**What the task requires:**
Retype everything from "Archive for February, 2007" down to "Emotions under Categories.)" in the post on emotions in faith, without any changes.

Archive for February, 2007

Emotions in Faith

Tuesday, February 27th, 2007

(To read my other posts leading up to this one, go to the side bar and click on The Role of Emotions under Categories.)

When I was a kid, adults in my church used the metaphor of a train to explain faith. Maybe you’ve heard it, too. The engine is what you believe in your head, or the intellectual component of faith. The caboose is the emotional part of faith and a result of correct belief. There was tremendous danger, my teachers told me, if you put the caboose first and allowed your emotions to lead your faith. This danger, in my young and active imagination, was nothing short of total derailment leaving horrific carnage everywhere. And I knew that I wouldn’t be one of those people who jeopardized the train or multiple lives by allowing her emotions to rule the day.

So I went through my childhood, youth, and early adulthood determined to ignore any emotions that stemmed from my faith. I was convinced that I could will myself into a strong and perfectly correct faith. And I did an admirable job. I was the kid every youth leader dreams about – never in trouble, always serious about learning scripture, lapping up the teachings of youth sponsors and camp speakers. With the exception of a year in college when I occasionally attended a charismatic church, I pretty well kept my faith emotions in check until sometime in my thirties. Sure, there were times when I would allow myself to feel incensed about “incorrect” belief or a sense of gratitude toward God, but these emotions were the caboose coupled to the back of the Faith Train powered by the engine of my intellectual beliefs. Even though in adulthood I was capable of expanding my faith metaphors, I continued to allow myself to be held captive by this metaphor of my childhood and believed in intellect at all cost.

The problem with the train metaphor became apparent after many years. I was emotionally stunted and spiritually disconnected from myself. When emotion finally came surging, roaring, and flooding into my spiritual life, I was swept away and no longer knew whether my faith would hold. It seemed that after so many years of denying the emotions that related to my beliefs and questions about God, they flooded me so powerfully that I nearly drowned in them. I thought about ditching my faith because it was simply too much effort and too painful to continue to feel the things related to my faith. But in the end, I grabbed onto a tree root at the edge of the river and managed to get to shore somehow.

It was somewhere in the middle of these surging waters that I began to think that perhaps my ideas about the roles of intellect and emotion in faith had lead me, at least in part, to the swirling chaos I was experiencing. Perhaps the train metaphor had contributed to my inability to understand that emotions are inextricably linked to personhood, and thus, to faith.

The Hebrews of old did not view themselves as body and soul. They believed that they were a unified whole and seemed nearly incapable of thinking of this kind of division as the Greeks did. This is why the psalmists became so emotional when something happened to their bodies or why their bodies were affected when they suffered emotionally from such things as slander. There were no divisions, and the whole of their person was affected by the bad things that happened to them.

I began to think of this wholeness in terms of emotion and intellect – that they were not the separate compartments that I had always believed them to be. Certainly, as someone trained in various theories of counseling and psychology, I knew this to be true on the level of life outside the spiritual. But the more I thought about it, the less it made sense to create a dividing line between emotion and intellect within faith. If cognition encompasses emotion and emotional knowing is a form of knowledge, why would it not also be true for faith? Why should faith be an entirely separate part of me that requires only the use of the intellectual portion of my cognition?

(Collected data)

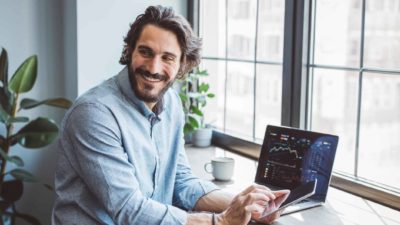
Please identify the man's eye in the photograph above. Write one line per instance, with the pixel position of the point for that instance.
(145, 53)
(169, 58)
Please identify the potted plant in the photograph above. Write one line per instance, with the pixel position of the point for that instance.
(32, 134)
(194, 93)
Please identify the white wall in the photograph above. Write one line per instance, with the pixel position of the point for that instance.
(78, 44)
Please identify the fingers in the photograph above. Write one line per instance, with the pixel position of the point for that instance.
(254, 187)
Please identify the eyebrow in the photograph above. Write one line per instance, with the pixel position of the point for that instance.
(144, 47)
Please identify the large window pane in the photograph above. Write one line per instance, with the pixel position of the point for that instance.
(268, 97)
(382, 34)
(214, 113)
(337, 32)
(380, 129)
(213, 27)
(270, 30)
(241, 28)
(334, 110)
(240, 98)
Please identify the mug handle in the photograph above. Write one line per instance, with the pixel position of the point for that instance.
(207, 168)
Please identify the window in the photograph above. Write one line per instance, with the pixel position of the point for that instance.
(360, 64)
(243, 51)
(352, 76)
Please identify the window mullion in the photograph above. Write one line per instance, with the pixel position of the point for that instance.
(295, 61)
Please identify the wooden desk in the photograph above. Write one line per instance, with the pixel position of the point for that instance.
(341, 208)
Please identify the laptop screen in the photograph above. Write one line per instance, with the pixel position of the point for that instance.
(291, 157)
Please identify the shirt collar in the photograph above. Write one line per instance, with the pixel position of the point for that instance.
(127, 90)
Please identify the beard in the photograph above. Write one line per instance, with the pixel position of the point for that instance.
(145, 94)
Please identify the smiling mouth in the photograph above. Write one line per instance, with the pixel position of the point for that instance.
(146, 75)
(151, 78)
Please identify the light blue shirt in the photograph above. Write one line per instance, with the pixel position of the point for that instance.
(120, 163)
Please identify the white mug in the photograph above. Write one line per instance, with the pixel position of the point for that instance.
(221, 168)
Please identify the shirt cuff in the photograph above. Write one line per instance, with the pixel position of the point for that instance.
(205, 188)
(174, 215)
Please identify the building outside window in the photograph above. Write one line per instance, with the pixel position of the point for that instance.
(353, 77)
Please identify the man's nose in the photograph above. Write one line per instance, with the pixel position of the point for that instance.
(155, 65)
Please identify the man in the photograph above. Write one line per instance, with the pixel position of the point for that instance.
(121, 150)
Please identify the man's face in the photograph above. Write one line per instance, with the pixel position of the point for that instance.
(155, 63)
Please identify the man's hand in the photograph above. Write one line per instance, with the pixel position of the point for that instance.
(249, 204)
(265, 216)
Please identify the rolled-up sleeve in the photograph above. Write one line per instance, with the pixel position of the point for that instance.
(94, 148)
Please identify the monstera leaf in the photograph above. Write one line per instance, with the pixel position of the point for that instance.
(25, 76)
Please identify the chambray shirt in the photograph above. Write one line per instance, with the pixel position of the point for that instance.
(120, 163)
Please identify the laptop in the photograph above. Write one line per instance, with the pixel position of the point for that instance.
(292, 157)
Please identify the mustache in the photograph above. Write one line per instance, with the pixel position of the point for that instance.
(143, 72)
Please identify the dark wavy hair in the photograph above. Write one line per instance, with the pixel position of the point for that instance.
(165, 18)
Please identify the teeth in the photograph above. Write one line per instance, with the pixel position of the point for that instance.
(151, 79)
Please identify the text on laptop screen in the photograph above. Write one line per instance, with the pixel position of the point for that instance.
(291, 157)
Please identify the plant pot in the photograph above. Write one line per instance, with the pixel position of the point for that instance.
(202, 137)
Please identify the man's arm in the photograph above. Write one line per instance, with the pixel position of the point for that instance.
(215, 201)
(94, 149)
(239, 209)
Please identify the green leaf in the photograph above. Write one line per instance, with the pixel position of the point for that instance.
(38, 133)
(14, 159)
(28, 218)
(183, 97)
(4, 155)
(4, 67)
(197, 111)
(17, 120)
(6, 99)
(4, 116)
(194, 95)
(204, 87)
(12, 190)
(25, 76)
(28, 103)
(193, 121)
(23, 175)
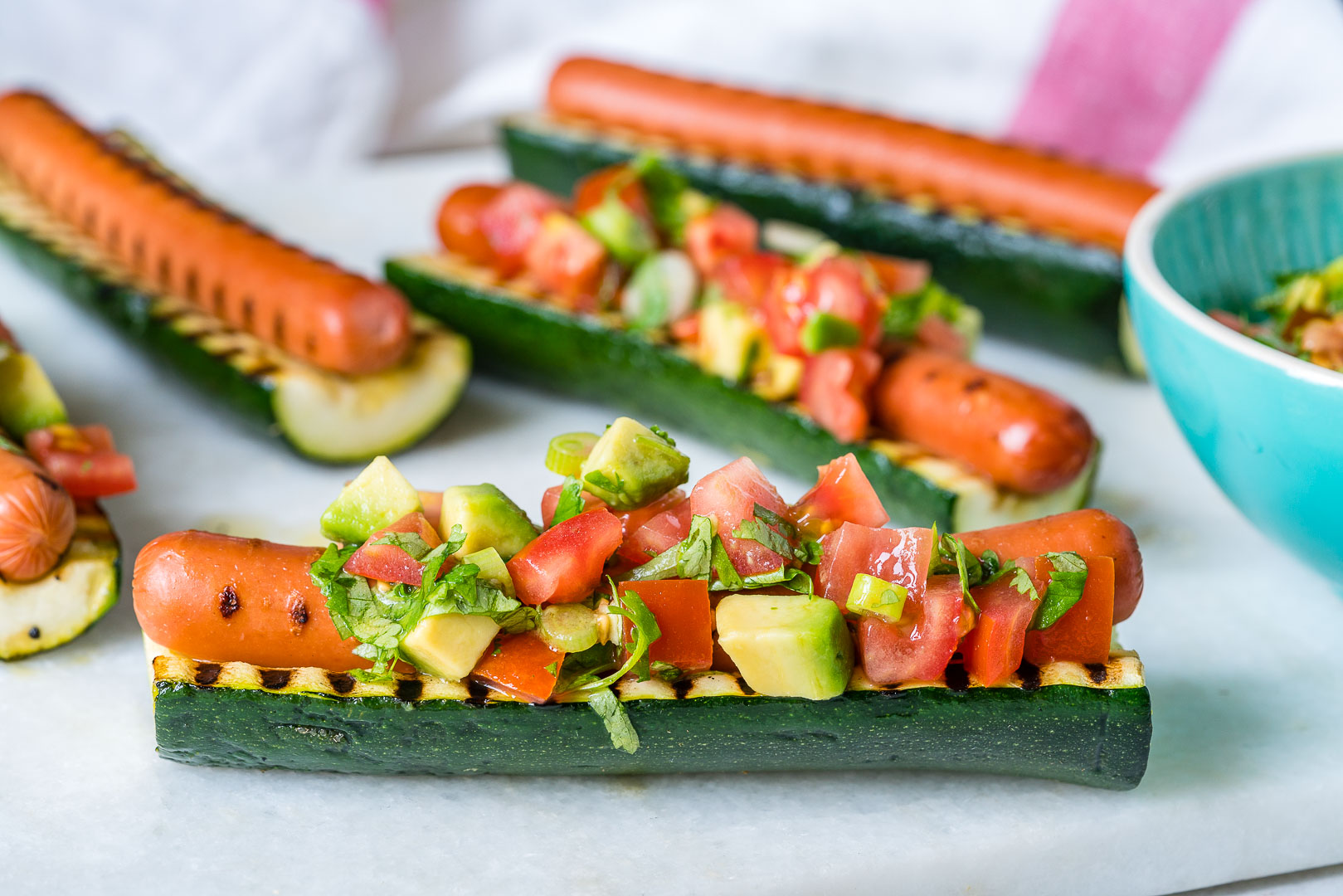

**Solution for this problem:**
Archive for February, 2007

Emotions in Faith

Tuesday, February 27th, 2007

(To read my other posts leading up to this one, go to the side bar and click on The Role of Emotions under Categories.)